The Out of Africa Hypothesis suggests that there were a number of small scale migrations out of Africa, across the Middle East and Asia and up into Europe by our ancestors from 70,000 years ago, give or take. They spread out by about 10 miles per generation along coasts and up rivers. Even when it was possible to go anywhere at all, people didn’t really stray very far from familiar territory, until they had to cross oceans to reach Australia.

(I really would like to know who thought that was a good idea, and even why they thought they should stay there given everything in Australia can bite, scratch, kick, poison or just swallow you whole. It wouldn’t surprise me if there were some fucking vampire butterfly down there waiting to be dredged out of my nightmares and into reality in suburban Perth.)

Anyway, nobody wanted to stray far is my point even if there weren’t many people elsewhere preventing them. I’m assuming that people were able to walk and carry what they needed with them even if they had no pack animals for the first 60,000 to 65,000 years. I am not at all certain that anyone would want to claim ancestry back that far but there have been studies in the UK which have shown descendants of people buried in medieval graveyards in an English village still living locally. You might remember Julian Richards’ BBC series Meet the Ancestors which covered this. I remember the series mostly for the anthropologist who did the facial reconstructions who kept coming back every time anyone on telly wanted a facial reconstruction and they methods she used changing from modelling clay to computer graphics.

Adam Rutherford in his book A Brief History of Everyone Who has Ever Lived said that we’re all related to one another anyway, at least everyone in Europe. I think that’s what he said anyway. It’s a while since I read it and I can’t find my copy to revise so I might have to issue a correction once I’ve had a chance to read the relevant chapters again. Since we all have two parents, four grandparents, eight great-grandparents, sixteen great-grandparents and so on, the number of ancestors doubling with every generation, it takes surprisingly little time before we find that any two people in the country have the same random ancestor. It’s not quite Six Degrees of Separation, or your Bacon Number or your ErdÅ‘s number but somewhere in the past 600 years it’s very likely that the same person will crop up in the family trees of both me and my wife and we come from very different parts of the country.

Now this is a bit of a contradiction, given what I said earlier about people tending to stay in the same part of the world but even so, some people chose to move or were forced to move for work, or to avoid famine, imprisonment, oppression or just because they were a bit more restless than the norm. Whatever, it seems that if you come from one part of the country then you come from all parts of the country and if you go back further in time, then you come from all parts of Europe, Asia and the Middle East. Everybody essentially comes from everywhere. That’s not the same as saying that we are rootless and it’s the need to feel rooted to a place or to find our family’s place in the world that the amateur genealogist does their thing.

I’ve mentioned the urge to go beyond where we are geographically. Gene Roddenbury’s “Space, the final frontier” line is one with which nearly all of us have grown up. That urge to boldly go is not one with which I am personally familiar. I’m too comfortable where I am now, although I do like standing at the counter in a cafe in Venice with an espresso doppio hearing but not really understanding the conversations going on around me. Some of us are explorers and without them we wouldn’t have ever left Africa and ended up all over the world.

▶ [RECORDED DATA]:

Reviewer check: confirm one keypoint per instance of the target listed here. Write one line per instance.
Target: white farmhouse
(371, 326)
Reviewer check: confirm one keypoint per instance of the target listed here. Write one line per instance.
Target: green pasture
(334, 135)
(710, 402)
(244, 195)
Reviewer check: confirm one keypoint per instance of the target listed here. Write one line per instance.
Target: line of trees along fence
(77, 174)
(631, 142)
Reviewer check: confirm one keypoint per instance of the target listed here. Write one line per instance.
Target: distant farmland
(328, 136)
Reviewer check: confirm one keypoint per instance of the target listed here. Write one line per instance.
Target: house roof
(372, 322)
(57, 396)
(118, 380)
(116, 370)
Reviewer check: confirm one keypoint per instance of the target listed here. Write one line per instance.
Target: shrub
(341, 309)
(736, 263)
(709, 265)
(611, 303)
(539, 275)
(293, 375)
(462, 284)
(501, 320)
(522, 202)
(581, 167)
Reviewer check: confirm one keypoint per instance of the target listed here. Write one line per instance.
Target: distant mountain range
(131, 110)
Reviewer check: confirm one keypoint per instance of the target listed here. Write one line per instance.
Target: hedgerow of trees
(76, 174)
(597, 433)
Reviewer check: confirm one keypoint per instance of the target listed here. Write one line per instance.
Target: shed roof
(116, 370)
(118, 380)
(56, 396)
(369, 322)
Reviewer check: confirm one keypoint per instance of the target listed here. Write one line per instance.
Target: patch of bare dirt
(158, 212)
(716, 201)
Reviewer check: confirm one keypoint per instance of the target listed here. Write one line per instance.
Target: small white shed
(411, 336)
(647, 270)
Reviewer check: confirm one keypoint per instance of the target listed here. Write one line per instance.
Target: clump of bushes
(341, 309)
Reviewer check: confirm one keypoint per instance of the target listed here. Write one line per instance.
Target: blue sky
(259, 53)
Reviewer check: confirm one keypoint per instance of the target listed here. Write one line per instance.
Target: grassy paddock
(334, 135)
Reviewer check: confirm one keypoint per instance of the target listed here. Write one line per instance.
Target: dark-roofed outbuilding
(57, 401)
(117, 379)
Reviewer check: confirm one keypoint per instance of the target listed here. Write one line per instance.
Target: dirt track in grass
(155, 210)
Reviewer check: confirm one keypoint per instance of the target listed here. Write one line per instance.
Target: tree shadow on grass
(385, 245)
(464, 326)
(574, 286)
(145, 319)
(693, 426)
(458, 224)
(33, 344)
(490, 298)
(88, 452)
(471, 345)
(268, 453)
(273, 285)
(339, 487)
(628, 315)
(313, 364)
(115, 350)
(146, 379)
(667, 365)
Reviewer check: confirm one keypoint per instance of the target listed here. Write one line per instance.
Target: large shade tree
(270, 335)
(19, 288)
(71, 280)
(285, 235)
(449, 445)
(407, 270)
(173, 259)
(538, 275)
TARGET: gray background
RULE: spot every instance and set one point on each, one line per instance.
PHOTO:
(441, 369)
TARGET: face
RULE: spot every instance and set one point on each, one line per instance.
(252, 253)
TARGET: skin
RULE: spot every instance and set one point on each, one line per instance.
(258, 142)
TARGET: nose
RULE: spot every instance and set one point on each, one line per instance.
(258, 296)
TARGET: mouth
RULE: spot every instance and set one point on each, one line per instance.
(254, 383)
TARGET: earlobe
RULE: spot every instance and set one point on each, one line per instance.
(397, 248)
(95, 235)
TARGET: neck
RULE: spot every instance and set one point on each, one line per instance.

▶ [BRIEF]: According to the text about human migration and ancestry, how far did early migrants spread out per generation? The items have no connection to the text about human migration and ancestry.

▶ [ANSWER TO THE PROBLEM]: About 10 miles per generation, along coasts and up rivers.